Instruction a: Which lines in the entries below contain the string "ramekin"? Return each of those lines, treating uppercase and lowercase as different.

Zootopia (known as Zootropolis in some regions) is a 2016 American 3D computer-animated buddy comedy film produced by Walt Disney Animation Studios and released by Walt Disney Pictures. The film was directed by Byron Howard and Rich Moore and was based on a screenplay written by Jared Bush (who also co-directed) and Phil Johnston. Zootopia focuses on the unlikely partnership between an ambitious rabbit police officer, Judy Hopps (voiced by Ginnifer Goodwin) and a crafty red fox con artist, Nick Wilde (voiced by Jason Bateman) as they uncover a conspiracy behind the mysterious disappearance of predators from a mammalian metropolis.

The film premiered on February 11, 2016, in Denmark before going into wide release in more than 3,800 theaters in the United States and Canada on March 4. It debuted in first place on its opening weekend earning more than $75 million. Zootopia grossed a worldwide total of over $1 billion at the box office on a production budget of $150 million. Rotten Tomatoes, a review aggregator surveyed 277 reviews, and judged 97% to be positive.

Instruction b: Print the stretch of the Zootopia text above from "Zootopia (known as" through "a mammalian metropolis.", word for word.

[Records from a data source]
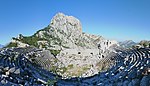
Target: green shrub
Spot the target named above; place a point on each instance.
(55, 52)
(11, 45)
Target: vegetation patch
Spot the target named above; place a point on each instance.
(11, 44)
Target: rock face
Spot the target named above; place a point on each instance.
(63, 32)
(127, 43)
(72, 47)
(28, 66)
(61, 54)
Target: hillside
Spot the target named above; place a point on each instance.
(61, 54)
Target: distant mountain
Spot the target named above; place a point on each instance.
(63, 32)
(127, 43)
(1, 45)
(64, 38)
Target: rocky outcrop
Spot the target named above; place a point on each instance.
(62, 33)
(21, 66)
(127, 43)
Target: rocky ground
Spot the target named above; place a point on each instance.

--

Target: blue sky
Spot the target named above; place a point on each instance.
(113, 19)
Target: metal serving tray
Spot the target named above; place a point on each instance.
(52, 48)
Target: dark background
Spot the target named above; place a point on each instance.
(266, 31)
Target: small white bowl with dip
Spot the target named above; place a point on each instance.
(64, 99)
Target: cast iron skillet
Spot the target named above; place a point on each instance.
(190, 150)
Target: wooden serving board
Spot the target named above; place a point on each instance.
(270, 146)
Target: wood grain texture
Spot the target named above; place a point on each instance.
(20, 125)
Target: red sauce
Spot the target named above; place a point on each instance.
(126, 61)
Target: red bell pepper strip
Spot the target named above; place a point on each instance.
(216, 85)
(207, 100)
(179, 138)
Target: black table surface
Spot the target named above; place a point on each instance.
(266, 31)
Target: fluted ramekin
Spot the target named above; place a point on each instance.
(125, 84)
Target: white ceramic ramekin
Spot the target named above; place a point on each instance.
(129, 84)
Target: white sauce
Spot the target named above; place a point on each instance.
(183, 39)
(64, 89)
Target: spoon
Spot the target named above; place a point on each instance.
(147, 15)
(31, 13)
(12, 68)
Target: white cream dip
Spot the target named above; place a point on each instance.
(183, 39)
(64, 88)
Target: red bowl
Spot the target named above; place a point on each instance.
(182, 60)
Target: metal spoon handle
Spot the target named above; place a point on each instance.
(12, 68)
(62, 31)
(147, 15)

Exercise answer a:
Target: fluted ramekin
Target: white ceramic ramekin

Exercise answer b:
Zootopia (known as Zootropolis in some regions) is a 2016 American 3D computer-animated buddy comedy film produced by Walt Disney Animation Studios and released by Walt Disney Pictures. The film was directed by Byron Howard and Rich Moore and was based on a screenplay written by Jared Bush (who also co-directed) and Phil Johnston. Zootopia focuses on the unlikely partnership between an ambitious rabbit police officer, Judy Hopps (voiced by Ginnifer Goodwin) and a crafty red fox con artist, Nick Wilde (voiced by Jason Bateman) as they uncover a conspiracy behind the mysterious disappearance of predators from a mammalian metropolis.